- **Required work**
Reproduce the listing below with "cumulus cloud" substituted for every occurrence of "white cloud" and all other text left unchanged. Omit the pictures from your output.
* begin Data listing *
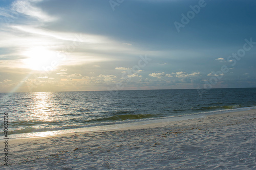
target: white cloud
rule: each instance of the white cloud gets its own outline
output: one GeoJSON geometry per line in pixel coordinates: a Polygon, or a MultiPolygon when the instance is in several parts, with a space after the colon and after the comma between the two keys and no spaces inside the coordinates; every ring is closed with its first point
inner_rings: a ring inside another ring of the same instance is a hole
{"type": "Polygon", "coordinates": [[[99,78],[116,78],[116,76],[114,75],[100,75],[98,76],[99,78]]]}
{"type": "Polygon", "coordinates": [[[164,72],[160,73],[153,72],[148,75],[150,77],[157,77],[158,79],[160,79],[163,77],[165,76],[165,73],[164,72]]]}
{"type": "Polygon", "coordinates": [[[5,79],[4,80],[4,83],[7,83],[7,82],[12,82],[12,80],[8,80],[8,79],[5,79]]]}
{"type": "Polygon", "coordinates": [[[130,44],[129,43],[122,43],[123,45],[132,45],[132,44],[130,44]]]}
{"type": "Polygon", "coordinates": [[[65,72],[60,72],[56,73],[57,75],[67,75],[67,73],[65,72]]]}
{"type": "Polygon", "coordinates": [[[121,70],[129,70],[129,69],[132,69],[132,68],[125,68],[125,67],[116,67],[115,69],[121,69],[121,70]]]}
{"type": "Polygon", "coordinates": [[[215,76],[215,77],[218,77],[218,76],[223,76],[224,75],[223,74],[217,75],[216,74],[214,74],[214,71],[211,71],[210,73],[208,74],[207,75],[208,76],[215,76]]]}
{"type": "Polygon", "coordinates": [[[82,79],[90,79],[91,78],[89,76],[84,76],[82,78],[82,79]]]}
{"type": "Polygon", "coordinates": [[[200,72],[198,71],[198,72],[193,72],[190,74],[188,74],[186,72],[183,72],[183,71],[179,71],[179,72],[176,72],[176,73],[172,73],[173,75],[176,75],[175,76],[176,77],[180,78],[186,78],[187,77],[189,76],[198,76],[200,75],[200,72]]]}
{"type": "Polygon", "coordinates": [[[165,77],[173,77],[173,76],[171,74],[166,74],[165,77]]]}
{"type": "Polygon", "coordinates": [[[80,74],[75,73],[74,74],[72,74],[72,75],[69,75],[67,77],[82,77],[82,76],[80,74]]]}
{"type": "Polygon", "coordinates": [[[129,78],[133,78],[133,77],[142,77],[141,76],[139,76],[137,73],[133,74],[132,75],[129,75],[127,76],[129,78]]]}
{"type": "Polygon", "coordinates": [[[40,8],[33,6],[31,2],[39,1],[23,0],[16,1],[12,4],[12,9],[19,13],[23,13],[31,17],[35,18],[44,22],[51,22],[56,20],[56,17],[51,16],[44,12],[40,8]]]}
{"type": "Polygon", "coordinates": [[[38,77],[38,78],[39,78],[39,79],[48,79],[48,76],[38,77]]]}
* end Data listing *
- **Answer for this exercise**
target: cumulus cloud
rule: each instance of the cumulus cloud gets its own outline
output: one GeoJSON geometry per line in pixel coordinates: a Polygon, or a MultiPolygon when the instance is in several parts, with a space after the colon and after the comma between the two keys and no spaces inside the coordinates; every ring is closed with its first point
inner_rings: a ring inside another ring of the same instance is a hole
{"type": "Polygon", "coordinates": [[[99,78],[116,78],[116,76],[114,75],[100,75],[98,76],[99,78]]]}
{"type": "Polygon", "coordinates": [[[164,72],[160,73],[153,72],[148,75],[150,77],[157,77],[158,79],[160,79],[163,77],[165,76],[165,73],[164,72]]]}
{"type": "Polygon", "coordinates": [[[5,79],[4,80],[4,83],[7,83],[7,82],[12,82],[12,80],[8,80],[8,79],[5,79]]]}
{"type": "Polygon", "coordinates": [[[130,44],[129,43],[122,43],[123,45],[132,45],[132,44],[130,44]]]}
{"type": "Polygon", "coordinates": [[[65,72],[60,72],[56,73],[57,75],[67,75],[67,73],[65,72]]]}
{"type": "Polygon", "coordinates": [[[121,70],[129,70],[129,69],[132,69],[132,68],[125,68],[125,67],[116,67],[115,69],[121,69],[121,70]]]}
{"type": "Polygon", "coordinates": [[[215,76],[215,77],[218,77],[218,76],[223,76],[224,75],[223,74],[217,75],[216,74],[214,74],[214,71],[211,71],[210,73],[208,74],[207,75],[208,76],[215,76]]]}
{"type": "Polygon", "coordinates": [[[82,79],[90,79],[91,78],[89,76],[84,76],[82,78],[82,79]]]}
{"type": "Polygon", "coordinates": [[[200,72],[198,71],[198,72],[193,72],[190,74],[188,74],[186,72],[183,72],[183,71],[179,71],[179,72],[176,72],[176,73],[172,73],[173,75],[176,75],[175,76],[176,77],[180,78],[186,78],[187,77],[189,76],[198,76],[200,75],[200,72]]]}
{"type": "Polygon", "coordinates": [[[165,77],[173,77],[173,76],[171,74],[166,74],[165,77]]]}
{"type": "Polygon", "coordinates": [[[80,74],[75,73],[74,74],[72,74],[72,75],[69,75],[67,77],[82,77],[82,76],[80,74]]]}
{"type": "Polygon", "coordinates": [[[129,78],[133,78],[133,77],[142,77],[141,76],[139,76],[137,73],[133,74],[132,75],[129,75],[127,76],[129,78]]]}
{"type": "Polygon", "coordinates": [[[40,8],[33,6],[31,2],[39,1],[23,0],[16,1],[12,4],[12,9],[19,13],[23,13],[31,17],[35,18],[44,22],[51,22],[56,20],[56,17],[51,16],[44,12],[40,8]]]}
{"type": "Polygon", "coordinates": [[[38,77],[38,78],[39,78],[39,79],[48,79],[48,76],[38,77]]]}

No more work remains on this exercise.